▶ ACTIVITY: From the line containing "If you could mark the ear" through the last line of the records, print every line exactly and nothing more.

▶ SOURCE MATERIAL:
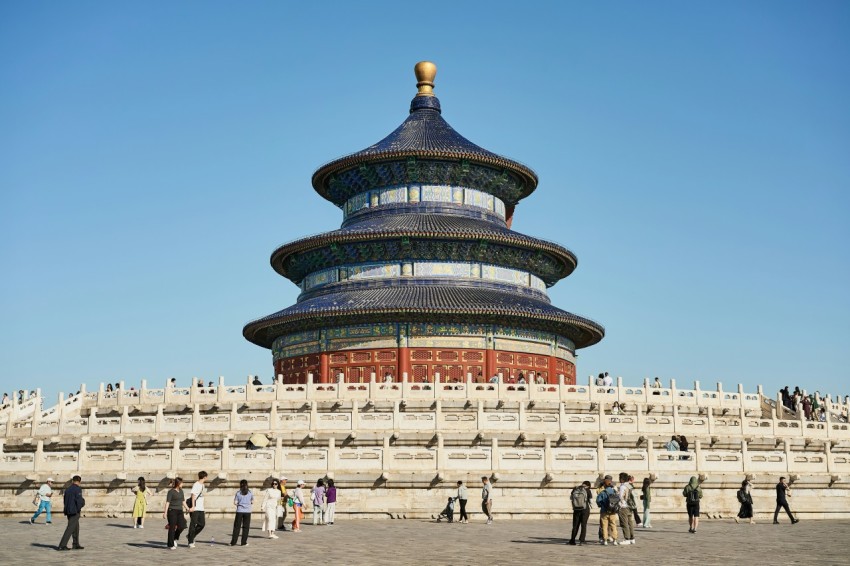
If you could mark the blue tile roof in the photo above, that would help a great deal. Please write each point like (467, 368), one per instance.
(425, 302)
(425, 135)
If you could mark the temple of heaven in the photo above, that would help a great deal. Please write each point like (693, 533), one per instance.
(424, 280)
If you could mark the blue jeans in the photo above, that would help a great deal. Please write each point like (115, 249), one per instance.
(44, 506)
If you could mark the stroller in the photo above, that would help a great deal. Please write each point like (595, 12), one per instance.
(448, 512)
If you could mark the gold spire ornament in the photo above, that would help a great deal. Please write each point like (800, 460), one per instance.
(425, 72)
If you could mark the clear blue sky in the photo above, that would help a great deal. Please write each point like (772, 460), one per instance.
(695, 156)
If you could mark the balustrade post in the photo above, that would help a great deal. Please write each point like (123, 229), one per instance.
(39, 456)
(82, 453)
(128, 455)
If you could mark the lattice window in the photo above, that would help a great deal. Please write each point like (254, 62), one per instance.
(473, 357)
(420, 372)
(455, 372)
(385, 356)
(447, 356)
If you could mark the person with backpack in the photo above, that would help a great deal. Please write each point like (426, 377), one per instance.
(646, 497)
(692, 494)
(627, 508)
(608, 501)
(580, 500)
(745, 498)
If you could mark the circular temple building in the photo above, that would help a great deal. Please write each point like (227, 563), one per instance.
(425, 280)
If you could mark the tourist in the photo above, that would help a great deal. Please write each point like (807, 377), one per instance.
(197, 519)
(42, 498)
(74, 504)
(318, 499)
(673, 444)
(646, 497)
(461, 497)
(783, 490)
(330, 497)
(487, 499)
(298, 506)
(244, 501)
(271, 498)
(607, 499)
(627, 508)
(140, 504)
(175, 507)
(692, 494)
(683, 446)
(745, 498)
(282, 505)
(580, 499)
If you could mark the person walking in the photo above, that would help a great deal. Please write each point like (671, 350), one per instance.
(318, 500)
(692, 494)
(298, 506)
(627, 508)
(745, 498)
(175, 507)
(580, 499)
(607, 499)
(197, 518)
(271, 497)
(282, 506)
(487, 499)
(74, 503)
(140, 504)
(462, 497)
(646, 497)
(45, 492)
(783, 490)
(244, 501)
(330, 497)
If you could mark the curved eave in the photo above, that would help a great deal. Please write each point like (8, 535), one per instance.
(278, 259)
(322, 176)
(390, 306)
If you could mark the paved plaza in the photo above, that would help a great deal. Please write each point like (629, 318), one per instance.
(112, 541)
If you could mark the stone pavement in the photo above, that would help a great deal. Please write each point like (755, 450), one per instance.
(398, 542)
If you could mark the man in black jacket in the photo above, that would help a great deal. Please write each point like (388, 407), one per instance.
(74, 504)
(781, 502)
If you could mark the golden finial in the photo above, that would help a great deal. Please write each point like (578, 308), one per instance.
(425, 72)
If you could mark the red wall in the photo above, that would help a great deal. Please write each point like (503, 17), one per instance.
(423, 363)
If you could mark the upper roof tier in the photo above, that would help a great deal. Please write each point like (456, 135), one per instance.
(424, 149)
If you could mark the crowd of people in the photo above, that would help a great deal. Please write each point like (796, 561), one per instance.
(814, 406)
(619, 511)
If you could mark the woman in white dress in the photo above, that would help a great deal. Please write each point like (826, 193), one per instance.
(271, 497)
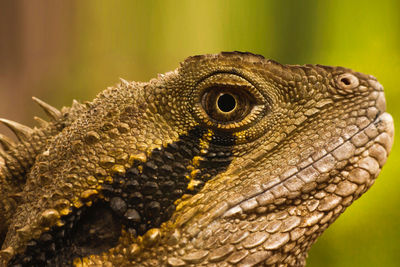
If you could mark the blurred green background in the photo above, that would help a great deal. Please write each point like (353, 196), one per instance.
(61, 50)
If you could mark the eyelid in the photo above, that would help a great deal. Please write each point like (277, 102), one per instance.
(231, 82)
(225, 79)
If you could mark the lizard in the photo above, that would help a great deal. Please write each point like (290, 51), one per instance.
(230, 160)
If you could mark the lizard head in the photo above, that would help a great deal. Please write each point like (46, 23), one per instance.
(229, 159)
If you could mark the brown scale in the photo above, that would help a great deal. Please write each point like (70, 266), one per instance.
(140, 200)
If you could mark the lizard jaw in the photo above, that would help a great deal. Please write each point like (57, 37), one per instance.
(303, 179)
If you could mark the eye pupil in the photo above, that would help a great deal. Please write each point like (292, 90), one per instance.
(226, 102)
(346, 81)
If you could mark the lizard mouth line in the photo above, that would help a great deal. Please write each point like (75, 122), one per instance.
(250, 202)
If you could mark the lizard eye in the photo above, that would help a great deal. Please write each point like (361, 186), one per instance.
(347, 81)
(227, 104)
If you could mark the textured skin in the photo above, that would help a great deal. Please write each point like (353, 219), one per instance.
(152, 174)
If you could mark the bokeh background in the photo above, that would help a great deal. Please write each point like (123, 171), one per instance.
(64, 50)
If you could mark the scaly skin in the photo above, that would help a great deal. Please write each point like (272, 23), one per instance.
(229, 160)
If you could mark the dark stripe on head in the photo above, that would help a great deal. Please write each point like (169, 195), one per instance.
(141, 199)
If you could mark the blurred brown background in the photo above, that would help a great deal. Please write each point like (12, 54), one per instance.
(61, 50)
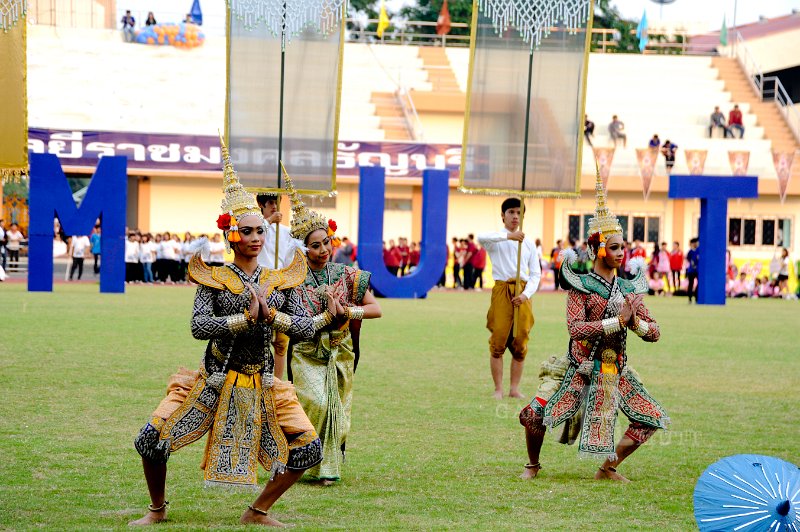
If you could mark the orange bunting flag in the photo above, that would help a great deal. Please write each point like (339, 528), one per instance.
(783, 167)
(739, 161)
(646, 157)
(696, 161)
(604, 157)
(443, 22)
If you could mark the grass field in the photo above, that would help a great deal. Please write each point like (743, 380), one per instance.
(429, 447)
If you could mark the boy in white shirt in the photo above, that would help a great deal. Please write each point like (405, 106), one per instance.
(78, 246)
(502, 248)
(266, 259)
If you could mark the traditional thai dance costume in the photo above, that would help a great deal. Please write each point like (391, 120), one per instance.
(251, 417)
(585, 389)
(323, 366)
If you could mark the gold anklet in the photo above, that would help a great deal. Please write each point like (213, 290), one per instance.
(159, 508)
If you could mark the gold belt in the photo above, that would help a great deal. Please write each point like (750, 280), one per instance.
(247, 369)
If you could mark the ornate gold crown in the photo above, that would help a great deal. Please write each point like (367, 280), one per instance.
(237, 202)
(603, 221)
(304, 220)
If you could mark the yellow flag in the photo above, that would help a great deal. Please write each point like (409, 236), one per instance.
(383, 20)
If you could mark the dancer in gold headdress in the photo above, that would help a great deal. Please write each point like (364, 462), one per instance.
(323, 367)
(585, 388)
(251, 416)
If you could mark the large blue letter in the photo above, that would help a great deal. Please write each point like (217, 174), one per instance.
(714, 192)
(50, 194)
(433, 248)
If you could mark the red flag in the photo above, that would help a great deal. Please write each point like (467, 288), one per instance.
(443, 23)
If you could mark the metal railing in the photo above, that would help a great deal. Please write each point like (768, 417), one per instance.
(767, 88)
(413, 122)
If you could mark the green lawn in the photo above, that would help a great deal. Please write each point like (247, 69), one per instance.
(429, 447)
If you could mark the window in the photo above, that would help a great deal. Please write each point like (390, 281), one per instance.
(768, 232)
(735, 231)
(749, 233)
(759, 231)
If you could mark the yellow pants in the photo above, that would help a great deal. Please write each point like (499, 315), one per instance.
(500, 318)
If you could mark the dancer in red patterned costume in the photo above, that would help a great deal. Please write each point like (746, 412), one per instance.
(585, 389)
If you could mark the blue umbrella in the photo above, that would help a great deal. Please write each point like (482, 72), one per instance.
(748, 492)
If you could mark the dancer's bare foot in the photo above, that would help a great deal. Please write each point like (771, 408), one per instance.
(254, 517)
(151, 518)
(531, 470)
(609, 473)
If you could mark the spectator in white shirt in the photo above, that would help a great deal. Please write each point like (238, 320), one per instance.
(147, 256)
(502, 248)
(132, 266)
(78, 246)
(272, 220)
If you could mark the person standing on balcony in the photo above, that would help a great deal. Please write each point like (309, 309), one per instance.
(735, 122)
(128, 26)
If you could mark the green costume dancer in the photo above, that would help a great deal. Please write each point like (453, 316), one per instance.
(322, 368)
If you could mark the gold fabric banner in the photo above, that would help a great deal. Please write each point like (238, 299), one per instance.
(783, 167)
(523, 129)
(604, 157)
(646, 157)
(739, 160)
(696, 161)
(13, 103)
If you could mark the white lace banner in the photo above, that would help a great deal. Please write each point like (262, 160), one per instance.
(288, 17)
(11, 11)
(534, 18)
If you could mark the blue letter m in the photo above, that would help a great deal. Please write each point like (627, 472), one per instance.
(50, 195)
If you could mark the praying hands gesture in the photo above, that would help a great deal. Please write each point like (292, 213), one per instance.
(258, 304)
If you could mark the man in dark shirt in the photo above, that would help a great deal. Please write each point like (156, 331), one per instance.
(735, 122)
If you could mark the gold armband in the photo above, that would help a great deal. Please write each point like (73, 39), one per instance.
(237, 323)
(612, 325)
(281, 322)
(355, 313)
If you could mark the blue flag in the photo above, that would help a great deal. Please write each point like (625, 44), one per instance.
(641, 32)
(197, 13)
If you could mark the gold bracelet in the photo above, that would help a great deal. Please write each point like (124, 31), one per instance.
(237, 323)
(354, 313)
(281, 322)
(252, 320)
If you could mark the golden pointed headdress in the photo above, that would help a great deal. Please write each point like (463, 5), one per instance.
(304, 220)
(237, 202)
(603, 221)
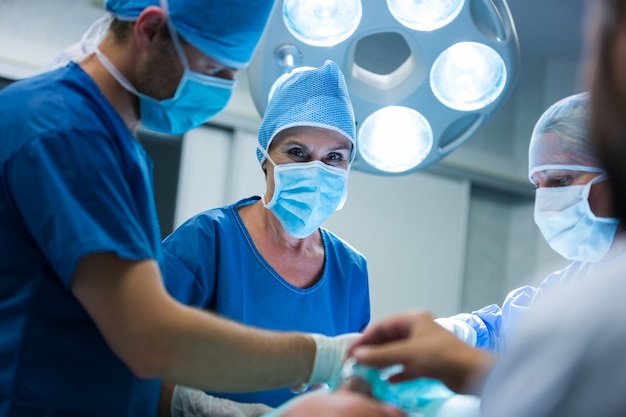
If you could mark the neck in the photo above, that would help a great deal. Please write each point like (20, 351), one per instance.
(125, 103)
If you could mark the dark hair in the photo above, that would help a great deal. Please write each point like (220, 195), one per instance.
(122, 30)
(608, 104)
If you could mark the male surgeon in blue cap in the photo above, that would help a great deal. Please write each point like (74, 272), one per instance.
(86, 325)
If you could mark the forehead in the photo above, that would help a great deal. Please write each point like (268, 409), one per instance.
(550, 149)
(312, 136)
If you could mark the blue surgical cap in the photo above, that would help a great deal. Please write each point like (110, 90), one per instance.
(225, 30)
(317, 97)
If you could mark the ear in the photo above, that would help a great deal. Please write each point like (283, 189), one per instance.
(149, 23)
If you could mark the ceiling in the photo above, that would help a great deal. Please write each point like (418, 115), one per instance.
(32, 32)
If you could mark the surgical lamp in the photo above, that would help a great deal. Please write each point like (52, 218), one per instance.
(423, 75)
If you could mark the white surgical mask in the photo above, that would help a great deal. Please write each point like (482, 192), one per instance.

▶ COMPLETED EXERCISE:
If you could mark the ear in the photo above, that would help a great deal. Please write each point like (283, 189), one per instance.
(149, 23)
If you could mark the ceiling in the photo above, that would help a great deal. Please write each point like (418, 115), one per instance.
(32, 32)
If you could mark the surgical lamp in the photo above, that would help a great deal. Please write each point like (52, 218), one per instance.
(423, 75)
If you could mark the white surgical mask in the photo above, that would help a great deal. Please write each point like (482, 192), one per instance.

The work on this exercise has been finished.